* EXCERPTED TEXT
I was speaking about the context of reducing draw calls for static data, as in not data with per frame changes.  But if there is per frame changes you're right there might be gains to be had by pretransforming skinned or tessellated meshes.  But pretransforming per frame on the gpu will reduce calls depending on how you implement... stream-out or compute shader.  Thats interesting that you had no performance degradation with a matrix index per vertex.  But like you seem to imply the results might differ with more complicated shaders.

##### Share on other sites

BTW @noodleBowl have I been clear enough?  Is there anything you don't understand?

##### Share on other sites
On 7.10.2017 at 3:58 PM, Infinisearch said:

But pretransforming per frame on the gpu will reduce calls depending on how you implement... stream-out or compute shader.

I never considered pretransforming by vertex shader and stream-out. Is it possible to stream out to GPU memory with DX12/VK?

Actually i planned to do it with compute shader but somehow it feels wrong to reimplement tesselation on my own if there is already hardware for that. On the other side compute seems more flexible than hardware, e.g. if we want catmull clark subivision.

Also, having good compute but weak graphics experience i tend to think: 'geometry and tesselation stages are useless - use compute and pretransform instead.' But then why did AMD spend so much effort to improve those things for Vega?

##### Share on other sites
2 hours ago, JoeJ said:

Is it possible to stream out to GPU memory with DX12/VK?

I've never done it but I don't see why not.

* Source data

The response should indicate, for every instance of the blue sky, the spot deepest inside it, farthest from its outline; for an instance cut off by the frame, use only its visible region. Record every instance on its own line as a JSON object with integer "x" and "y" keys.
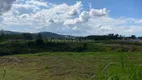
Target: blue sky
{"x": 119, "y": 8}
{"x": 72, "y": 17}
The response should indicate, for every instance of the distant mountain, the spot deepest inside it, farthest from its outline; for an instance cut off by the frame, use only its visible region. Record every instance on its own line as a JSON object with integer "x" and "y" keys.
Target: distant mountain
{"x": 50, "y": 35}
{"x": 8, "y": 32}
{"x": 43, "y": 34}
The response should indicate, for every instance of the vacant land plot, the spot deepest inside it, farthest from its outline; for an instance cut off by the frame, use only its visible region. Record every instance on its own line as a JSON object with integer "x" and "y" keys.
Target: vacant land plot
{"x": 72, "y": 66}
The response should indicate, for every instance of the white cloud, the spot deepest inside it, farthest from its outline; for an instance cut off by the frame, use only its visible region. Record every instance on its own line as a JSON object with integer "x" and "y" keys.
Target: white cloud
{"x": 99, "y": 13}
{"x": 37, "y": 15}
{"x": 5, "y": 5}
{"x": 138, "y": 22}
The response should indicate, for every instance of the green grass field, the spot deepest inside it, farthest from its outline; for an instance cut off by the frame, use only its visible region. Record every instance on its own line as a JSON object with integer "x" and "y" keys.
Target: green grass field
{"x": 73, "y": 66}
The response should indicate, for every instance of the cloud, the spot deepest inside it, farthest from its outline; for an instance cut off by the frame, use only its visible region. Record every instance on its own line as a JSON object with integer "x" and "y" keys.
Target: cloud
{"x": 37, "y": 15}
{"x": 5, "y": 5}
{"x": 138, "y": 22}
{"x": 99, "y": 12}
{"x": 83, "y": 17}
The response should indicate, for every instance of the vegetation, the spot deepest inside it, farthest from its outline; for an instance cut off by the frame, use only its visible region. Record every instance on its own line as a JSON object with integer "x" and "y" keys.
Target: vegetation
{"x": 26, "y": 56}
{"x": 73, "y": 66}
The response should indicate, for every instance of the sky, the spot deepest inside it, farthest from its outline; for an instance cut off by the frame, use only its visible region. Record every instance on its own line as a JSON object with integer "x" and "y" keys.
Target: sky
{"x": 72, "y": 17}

* EXERCISE DIRECTIONS
Reproduce the part of the forum thread on draw calls from "Also, having good" up to and including "see why not.". The rows have nothing to do with this.

* RESULT OF THIS TASK
Also, having good compute but weak graphics experience i tend to think: 'geometry and tesselation stages are useless - use compute and pretransform instead.' But then why did AMD spend so much effort to improve those things for Vega?

##### Share on other sites
2 hours ago, JoeJ said:

Is it possible to stream out to GPU memory with DX12/VK?

I've never done it but I don't see why not.